**Trecho selecionado**
===============
Nós conhecemos a Argentina – os mais sortudos, ao vivo; outros, pela TV, por fotos ou fala de amigos. Mas há um lado dela sombrio, mágico e assustador… Pelo menos, nas histórias em quadrinhos de terror imaginadas pelo portenho Salvador Sanz. Talvez você já tenha lido algo dele: o Brasil recebeu alguns de seus livros, todos pela editora Zarabatana: “Noturno”, “Angela Della Morte”, “Legião” e a série “O Esqueleto”.

Uma curiosidade: talvez seja mais fácil para nós, latino-americanos, nos identificarmos com personagens batizados Lúcia e Lúcio (de “Noturno”), Félix (“Legião”) ou Deborah (“O Esqueleto”)… Algumas décadas atrás, as editoras brasileiras traduziam as identidades secretas dos super-heróis: o casal Superman e Lois Lane era Edu Kent e Míriam Lane, assim como o Homem-Aranha atendia por Pedro Prado (bonito nome, aliás). E quem defendia Rio Doce (Gotham), era Bruno Miller (Bruce Wayne), o herói uniformizado Morcego Negro (Batman)!

A Buenos Aires apresentada por Sanz é reconhecível por suas esquinas, ruas e monumentos. É nela que as histórias começam: primeiro, com fatos estranhos (uma pintora que anuncia ter criado uma cor, desconhecidos compartilhando os mesmos sonhos). Depois, algo vai crescendo: um terror que caminha passo a passo, substituindo, nas personagens, a esperança por um desespero crescente. E o leitor vai junto.

Mas não é só uma questão de ambiente ou nomes, claro. Sanz tem duas grandes qualidades. Primeiro, é um excelente ilustrador: seus monstros são arrepiantes. Há um quê de personagens de Lovecraft neles, como em “Legião”, ou uma sombria semelhança com os seres humanos, que os torna ainda mais horripilantes (“O Esqueleto”).

Sim, esse museu portenho existe: é o Museo de Ciencias Naturales Bernardino Rivadavia

Esse talento não fica restrito aos personagens: os cenários, meticulosos e assustadores, contribuem para o clima de horror. Em suas páginas, a escuridão parece mais do que viva: soa como se fosse inteligente. Você olha para a noite argentina e sente as sombras te observando.

Já dei uma dica acima da segunda grande qualidade: Sanz sabe narrar uma história. Seu terror não é de sustos, é de medo – pavor, até. Aquelas sombras vão te enrolando, como um gigantesco e pesado cobertor, até você ficar preso. Não há saída. Vira a página e veja que…

E aí, os monstros dele são lindos ou não?
===============
**Problema proposto 1**
De acordo com o trecho selecionado, por qual editora os livros de Salvador Sanz foram lançados no Brasil?
As linhas de dados não guardam relação alguma com o trecho selecionado.

**Seção de dados**
===============
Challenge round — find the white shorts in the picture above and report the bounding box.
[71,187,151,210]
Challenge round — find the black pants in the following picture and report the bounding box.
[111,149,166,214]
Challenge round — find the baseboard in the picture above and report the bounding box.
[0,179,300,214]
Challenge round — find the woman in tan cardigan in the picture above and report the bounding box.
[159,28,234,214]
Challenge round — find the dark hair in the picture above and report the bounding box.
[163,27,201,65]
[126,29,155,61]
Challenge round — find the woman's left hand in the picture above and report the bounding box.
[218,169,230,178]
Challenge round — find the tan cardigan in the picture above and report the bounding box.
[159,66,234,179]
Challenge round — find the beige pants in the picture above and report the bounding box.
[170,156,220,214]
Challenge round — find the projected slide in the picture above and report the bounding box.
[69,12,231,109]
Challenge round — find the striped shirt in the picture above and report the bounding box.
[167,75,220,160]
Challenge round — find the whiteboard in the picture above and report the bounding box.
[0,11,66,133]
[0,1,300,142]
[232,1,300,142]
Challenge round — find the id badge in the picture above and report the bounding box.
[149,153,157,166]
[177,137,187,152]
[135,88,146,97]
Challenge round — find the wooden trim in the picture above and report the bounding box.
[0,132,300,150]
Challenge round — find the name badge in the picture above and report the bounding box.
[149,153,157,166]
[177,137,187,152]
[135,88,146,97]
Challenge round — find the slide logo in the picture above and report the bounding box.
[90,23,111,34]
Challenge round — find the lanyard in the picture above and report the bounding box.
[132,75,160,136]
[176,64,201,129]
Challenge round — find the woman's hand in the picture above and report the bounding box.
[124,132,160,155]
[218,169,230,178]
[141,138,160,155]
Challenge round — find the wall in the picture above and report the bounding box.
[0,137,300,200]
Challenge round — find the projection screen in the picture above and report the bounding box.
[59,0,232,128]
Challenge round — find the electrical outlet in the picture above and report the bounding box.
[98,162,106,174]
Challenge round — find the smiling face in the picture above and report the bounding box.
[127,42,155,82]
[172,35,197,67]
===============
**Problema proposto 2**
Disponha como uma lista JSON de strings as linhas da seção de dados, da linha que contém "Challenge round — find the woman's hand" até a última linha da seção, inclusive. Use uma string para cada linha e omita as linhas em branco.

**Resultado correto 1**
Pela editora Zarabatana.

**Resultado correto 2**
[
  "Challenge round — find the woman's hand in the picture above and report the bounding box.",
  "[124,132,160,155]",
  "[218,169,230,178]",
  "[141,138,160,155]",
  "Challenge round — find the wall in the picture above and report the bounding box.",
  "[0,137,300,200]",
  "Challenge round — find the projection screen in the picture above and report the bounding box.",
  "[59,0,232,128]",
  "Challenge round — find the electrical outlet in the picture above and report the bounding box.",
  "[98,162,106,174]",
  "Challenge round — find the smiling face in the picture above and report the bounding box.",
  "[127,42,155,82]",
  "[172,35,197,67]"
]